[Stored data entries]
# # # # # # #
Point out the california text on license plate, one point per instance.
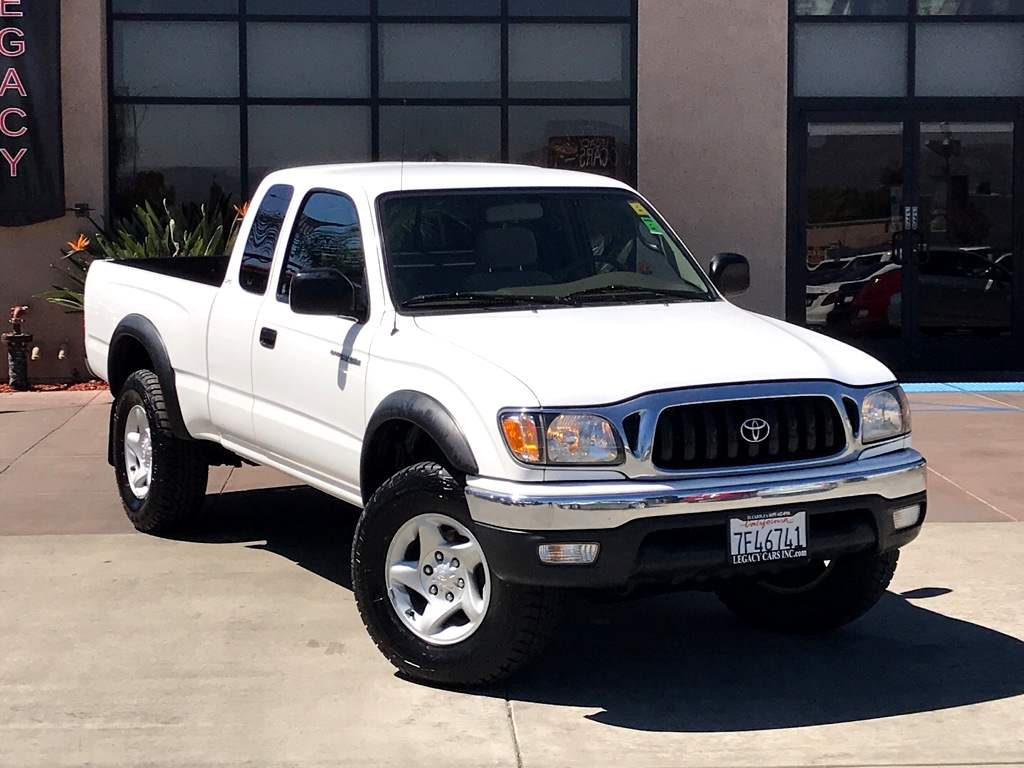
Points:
(767, 537)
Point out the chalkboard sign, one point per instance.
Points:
(31, 148)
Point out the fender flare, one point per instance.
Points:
(430, 416)
(139, 329)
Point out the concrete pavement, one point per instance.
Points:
(241, 645)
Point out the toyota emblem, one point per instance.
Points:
(755, 430)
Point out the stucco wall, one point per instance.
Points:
(26, 253)
(713, 130)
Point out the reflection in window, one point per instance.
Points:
(326, 236)
(148, 58)
(851, 59)
(439, 7)
(154, 163)
(569, 7)
(258, 256)
(977, 7)
(569, 60)
(966, 263)
(440, 133)
(335, 60)
(439, 60)
(315, 134)
(175, 6)
(854, 190)
(308, 7)
(970, 59)
(850, 7)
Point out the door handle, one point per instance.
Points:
(345, 358)
(267, 337)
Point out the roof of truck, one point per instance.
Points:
(380, 178)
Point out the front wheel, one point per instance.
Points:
(816, 597)
(425, 591)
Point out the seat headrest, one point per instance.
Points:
(506, 248)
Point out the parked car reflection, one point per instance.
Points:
(960, 292)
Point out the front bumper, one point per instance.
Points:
(676, 531)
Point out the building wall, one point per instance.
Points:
(26, 253)
(713, 130)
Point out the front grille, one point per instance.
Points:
(707, 435)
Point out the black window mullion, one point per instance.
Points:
(505, 81)
(634, 88)
(244, 95)
(375, 108)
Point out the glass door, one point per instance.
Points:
(962, 281)
(852, 231)
(907, 238)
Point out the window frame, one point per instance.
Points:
(364, 300)
(504, 20)
(276, 242)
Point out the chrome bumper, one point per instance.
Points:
(570, 506)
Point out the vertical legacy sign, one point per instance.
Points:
(31, 151)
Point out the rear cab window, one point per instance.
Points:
(326, 235)
(254, 272)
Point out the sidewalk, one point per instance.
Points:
(241, 645)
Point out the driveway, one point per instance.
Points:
(240, 645)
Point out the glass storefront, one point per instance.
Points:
(210, 96)
(905, 226)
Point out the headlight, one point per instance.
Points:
(567, 438)
(885, 414)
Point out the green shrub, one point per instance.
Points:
(183, 230)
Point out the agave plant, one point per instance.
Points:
(186, 230)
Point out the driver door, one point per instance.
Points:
(309, 371)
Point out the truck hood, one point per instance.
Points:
(599, 354)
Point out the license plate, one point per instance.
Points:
(767, 537)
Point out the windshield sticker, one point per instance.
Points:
(652, 226)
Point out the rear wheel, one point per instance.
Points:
(425, 591)
(161, 478)
(817, 597)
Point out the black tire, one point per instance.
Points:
(814, 598)
(179, 475)
(518, 621)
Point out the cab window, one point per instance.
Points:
(326, 235)
(258, 255)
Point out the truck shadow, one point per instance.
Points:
(681, 663)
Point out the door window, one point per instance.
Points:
(258, 256)
(327, 235)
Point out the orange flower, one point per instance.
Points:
(78, 245)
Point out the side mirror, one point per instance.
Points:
(730, 272)
(323, 292)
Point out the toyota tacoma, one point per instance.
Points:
(527, 384)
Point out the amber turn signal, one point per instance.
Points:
(522, 436)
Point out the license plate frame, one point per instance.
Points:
(769, 537)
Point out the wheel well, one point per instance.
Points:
(127, 356)
(395, 444)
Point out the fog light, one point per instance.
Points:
(568, 554)
(905, 517)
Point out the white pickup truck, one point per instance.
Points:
(527, 384)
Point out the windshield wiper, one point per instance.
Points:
(638, 291)
(470, 298)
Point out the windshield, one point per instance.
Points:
(502, 249)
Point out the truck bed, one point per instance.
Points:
(207, 269)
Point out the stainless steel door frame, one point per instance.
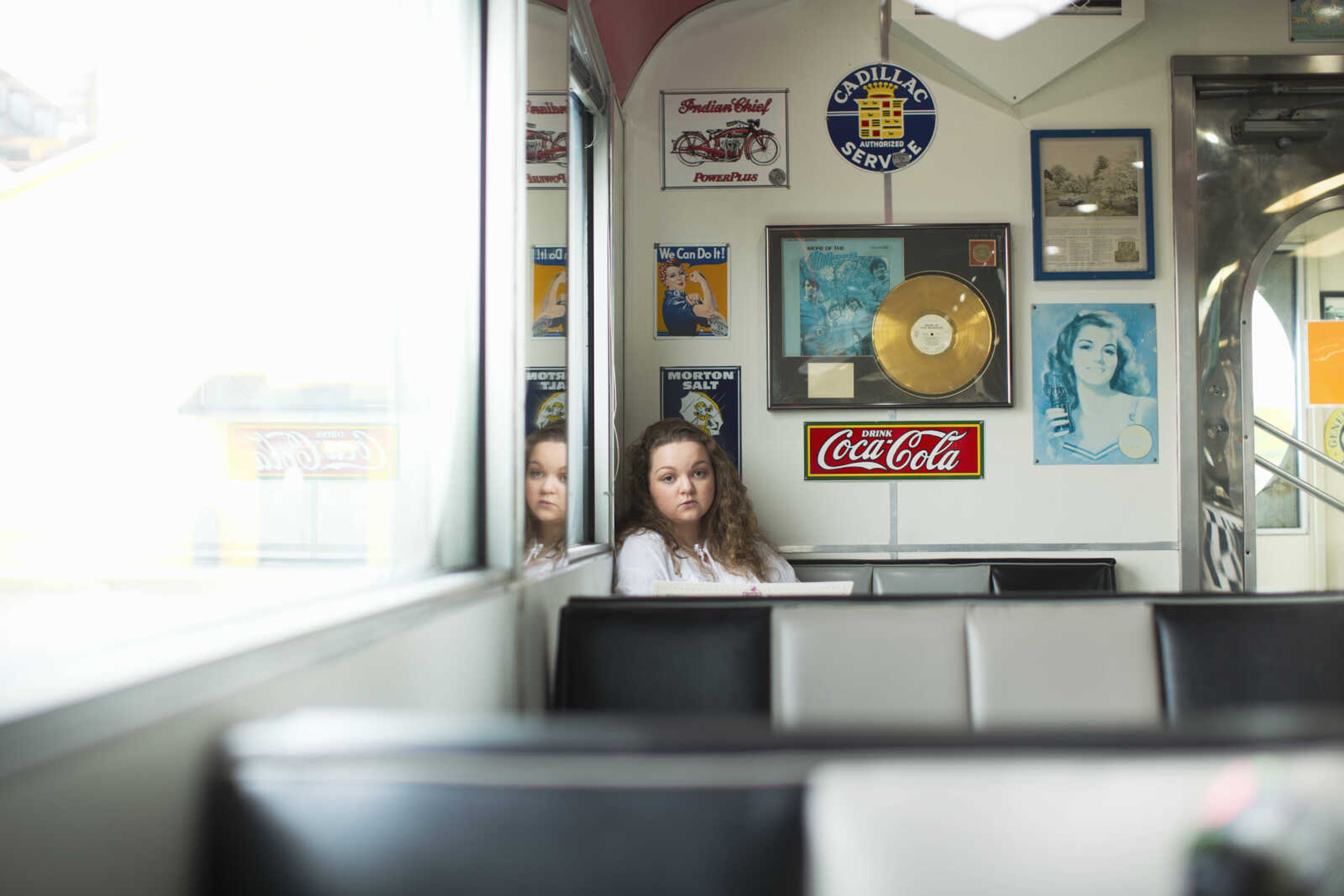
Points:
(1227, 221)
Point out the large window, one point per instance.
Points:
(243, 308)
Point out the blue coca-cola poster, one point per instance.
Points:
(710, 398)
(1094, 383)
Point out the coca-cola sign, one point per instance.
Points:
(280, 451)
(894, 451)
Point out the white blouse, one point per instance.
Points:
(644, 559)
(538, 563)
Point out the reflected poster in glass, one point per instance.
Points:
(1092, 205)
(547, 139)
(550, 293)
(545, 397)
(1094, 383)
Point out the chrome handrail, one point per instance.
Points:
(1300, 445)
(1303, 486)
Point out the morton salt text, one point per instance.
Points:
(912, 451)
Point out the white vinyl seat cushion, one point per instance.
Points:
(1091, 663)
(853, 664)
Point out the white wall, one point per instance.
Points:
(978, 170)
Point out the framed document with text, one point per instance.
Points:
(1092, 205)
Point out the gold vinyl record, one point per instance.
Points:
(933, 335)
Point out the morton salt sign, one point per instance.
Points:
(894, 451)
(279, 451)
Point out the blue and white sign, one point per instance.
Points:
(881, 117)
(710, 398)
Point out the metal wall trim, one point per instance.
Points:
(1184, 230)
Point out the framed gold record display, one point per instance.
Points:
(889, 316)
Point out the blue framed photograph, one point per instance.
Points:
(1092, 205)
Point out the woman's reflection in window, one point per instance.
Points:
(546, 492)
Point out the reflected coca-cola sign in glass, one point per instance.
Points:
(894, 451)
(276, 451)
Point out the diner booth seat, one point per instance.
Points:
(925, 578)
(881, 664)
(958, 663)
(363, 804)
(726, 671)
(1230, 655)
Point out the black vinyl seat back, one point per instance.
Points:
(658, 660)
(1225, 656)
(414, 819)
(1010, 578)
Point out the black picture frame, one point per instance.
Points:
(1070, 184)
(928, 272)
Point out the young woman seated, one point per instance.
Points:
(689, 518)
(546, 489)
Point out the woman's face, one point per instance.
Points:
(682, 484)
(1096, 355)
(547, 475)
(675, 277)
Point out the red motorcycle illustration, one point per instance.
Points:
(547, 146)
(728, 144)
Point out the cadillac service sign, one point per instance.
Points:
(894, 451)
(881, 117)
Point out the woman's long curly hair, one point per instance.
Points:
(729, 528)
(1129, 375)
(553, 432)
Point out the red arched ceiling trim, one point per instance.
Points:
(631, 29)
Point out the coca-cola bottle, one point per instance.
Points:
(1058, 397)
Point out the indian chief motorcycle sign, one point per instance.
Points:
(725, 139)
(894, 451)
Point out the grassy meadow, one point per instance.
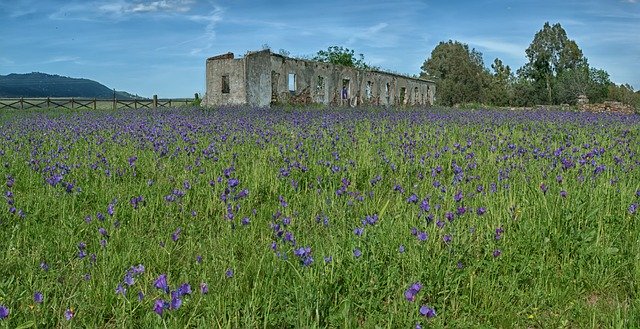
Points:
(328, 218)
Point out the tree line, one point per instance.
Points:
(557, 72)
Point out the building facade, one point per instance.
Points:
(262, 78)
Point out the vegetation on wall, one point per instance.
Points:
(342, 56)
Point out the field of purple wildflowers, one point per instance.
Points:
(337, 218)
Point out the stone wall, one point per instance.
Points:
(268, 78)
(234, 71)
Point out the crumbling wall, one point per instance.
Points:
(225, 69)
(268, 78)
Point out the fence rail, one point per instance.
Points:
(90, 103)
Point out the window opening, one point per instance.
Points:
(345, 89)
(225, 84)
(320, 85)
(292, 82)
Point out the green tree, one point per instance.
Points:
(459, 73)
(342, 56)
(582, 80)
(500, 91)
(550, 53)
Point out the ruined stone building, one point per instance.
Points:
(262, 78)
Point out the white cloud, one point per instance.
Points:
(209, 35)
(498, 46)
(119, 10)
(127, 7)
(59, 59)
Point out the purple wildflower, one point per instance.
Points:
(176, 301)
(410, 294)
(543, 188)
(424, 205)
(38, 297)
(204, 288)
(185, 289)
(159, 306)
(4, 312)
(427, 311)
(69, 314)
(357, 253)
(449, 215)
(161, 283)
(458, 196)
(128, 279)
(121, 290)
(176, 234)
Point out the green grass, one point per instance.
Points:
(567, 262)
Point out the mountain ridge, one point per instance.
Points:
(38, 84)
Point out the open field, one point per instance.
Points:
(89, 103)
(242, 218)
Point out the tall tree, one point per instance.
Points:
(500, 89)
(550, 53)
(459, 73)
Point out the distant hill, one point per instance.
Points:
(38, 84)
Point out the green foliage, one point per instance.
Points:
(567, 260)
(343, 56)
(500, 91)
(458, 71)
(624, 93)
(556, 73)
(550, 54)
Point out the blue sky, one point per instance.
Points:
(149, 47)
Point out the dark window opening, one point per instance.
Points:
(292, 82)
(345, 89)
(320, 85)
(225, 84)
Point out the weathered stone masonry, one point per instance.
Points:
(263, 78)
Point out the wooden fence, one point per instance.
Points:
(88, 103)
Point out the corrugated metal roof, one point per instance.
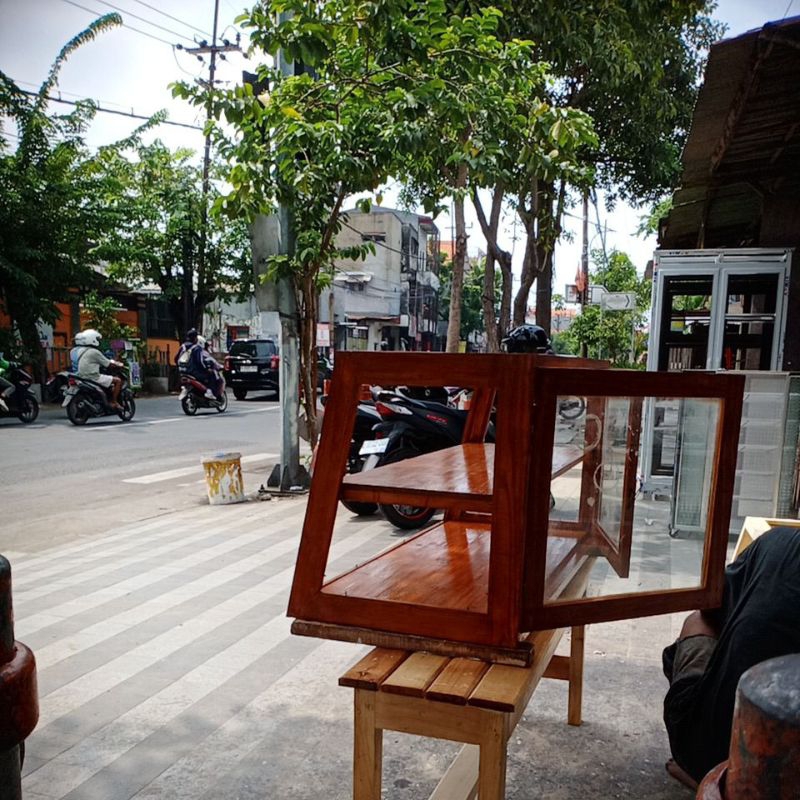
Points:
(743, 149)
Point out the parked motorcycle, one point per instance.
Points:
(359, 456)
(193, 396)
(85, 399)
(21, 403)
(409, 428)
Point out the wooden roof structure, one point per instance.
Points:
(740, 185)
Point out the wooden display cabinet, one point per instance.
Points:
(495, 567)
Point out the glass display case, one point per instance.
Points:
(552, 496)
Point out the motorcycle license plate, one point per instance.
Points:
(371, 446)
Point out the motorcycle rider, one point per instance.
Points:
(87, 360)
(193, 360)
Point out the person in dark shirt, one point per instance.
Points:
(759, 619)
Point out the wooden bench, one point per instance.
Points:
(459, 699)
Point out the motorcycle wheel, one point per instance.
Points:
(189, 405)
(402, 516)
(29, 410)
(128, 408)
(78, 411)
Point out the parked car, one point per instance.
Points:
(252, 366)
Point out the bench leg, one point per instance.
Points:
(576, 675)
(492, 768)
(367, 749)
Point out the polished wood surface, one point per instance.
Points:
(492, 569)
(459, 477)
(446, 566)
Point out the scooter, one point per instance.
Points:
(193, 396)
(21, 403)
(409, 428)
(85, 399)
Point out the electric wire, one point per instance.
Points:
(145, 20)
(164, 13)
(120, 113)
(124, 24)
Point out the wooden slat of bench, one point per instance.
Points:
(414, 675)
(456, 681)
(373, 669)
(508, 689)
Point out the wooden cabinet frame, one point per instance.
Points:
(472, 583)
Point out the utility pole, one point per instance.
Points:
(585, 264)
(273, 235)
(212, 50)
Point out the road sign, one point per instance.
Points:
(618, 301)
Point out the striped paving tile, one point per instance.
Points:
(169, 639)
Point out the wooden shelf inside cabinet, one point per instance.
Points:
(458, 477)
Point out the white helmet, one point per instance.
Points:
(90, 337)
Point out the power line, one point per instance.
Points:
(120, 113)
(124, 24)
(144, 19)
(164, 13)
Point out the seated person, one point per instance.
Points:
(759, 619)
(88, 361)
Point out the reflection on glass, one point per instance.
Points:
(597, 513)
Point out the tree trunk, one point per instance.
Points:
(459, 258)
(544, 290)
(489, 229)
(308, 315)
(29, 333)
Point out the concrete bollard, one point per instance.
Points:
(19, 699)
(764, 758)
(224, 478)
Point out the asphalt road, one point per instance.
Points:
(60, 481)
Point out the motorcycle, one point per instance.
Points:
(409, 428)
(193, 396)
(359, 457)
(85, 399)
(21, 403)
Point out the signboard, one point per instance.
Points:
(571, 293)
(618, 301)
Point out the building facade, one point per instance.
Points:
(390, 300)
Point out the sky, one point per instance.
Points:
(129, 70)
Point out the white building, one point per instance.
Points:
(392, 296)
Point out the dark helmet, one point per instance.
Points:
(527, 339)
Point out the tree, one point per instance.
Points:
(157, 202)
(472, 297)
(51, 208)
(615, 335)
(389, 89)
(634, 68)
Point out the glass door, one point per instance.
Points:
(751, 305)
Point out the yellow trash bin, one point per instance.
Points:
(224, 478)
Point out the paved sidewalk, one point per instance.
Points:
(167, 670)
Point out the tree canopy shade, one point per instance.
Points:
(51, 200)
(398, 88)
(157, 201)
(634, 67)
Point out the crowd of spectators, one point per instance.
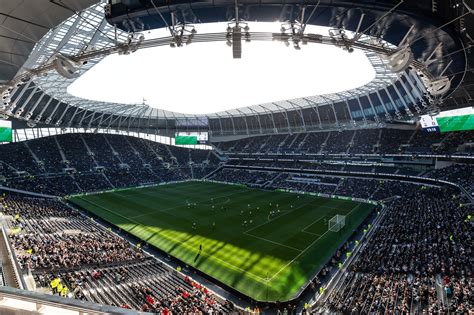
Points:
(73, 256)
(77, 163)
(368, 141)
(424, 236)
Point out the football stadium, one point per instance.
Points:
(236, 157)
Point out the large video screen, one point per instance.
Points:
(5, 131)
(190, 138)
(452, 120)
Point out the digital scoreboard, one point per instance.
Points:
(452, 120)
(191, 137)
(5, 131)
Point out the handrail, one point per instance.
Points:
(64, 303)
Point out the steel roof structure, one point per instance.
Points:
(39, 95)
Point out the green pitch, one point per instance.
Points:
(456, 123)
(268, 257)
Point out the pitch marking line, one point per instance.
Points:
(301, 253)
(270, 241)
(310, 233)
(309, 246)
(279, 216)
(165, 210)
(232, 266)
(315, 221)
(212, 257)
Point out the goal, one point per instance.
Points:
(337, 222)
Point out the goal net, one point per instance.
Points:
(337, 222)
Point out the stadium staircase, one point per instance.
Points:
(7, 267)
(35, 157)
(61, 152)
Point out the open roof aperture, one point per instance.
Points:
(203, 78)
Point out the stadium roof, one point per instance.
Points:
(438, 51)
(23, 23)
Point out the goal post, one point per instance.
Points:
(337, 222)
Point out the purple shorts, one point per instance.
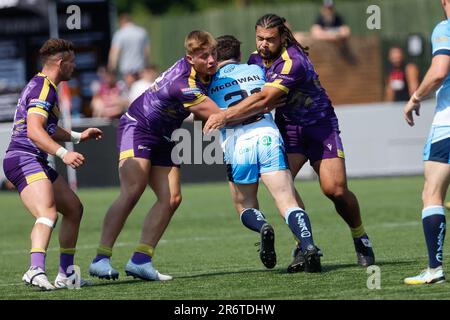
# # # # # # #
**DIRECTIONS FOR THIS TASK**.
Go through the entries above, and wherever a line holds the word "wheel", copy that line.

**RESULT FOR THIS TASK**.
Point out the front wheel, one point per instance.
Point out the rear wheel, one point per instance.
Point out the wheel well, one point per instance.
Point out the motorcycle wheel, one point per instance.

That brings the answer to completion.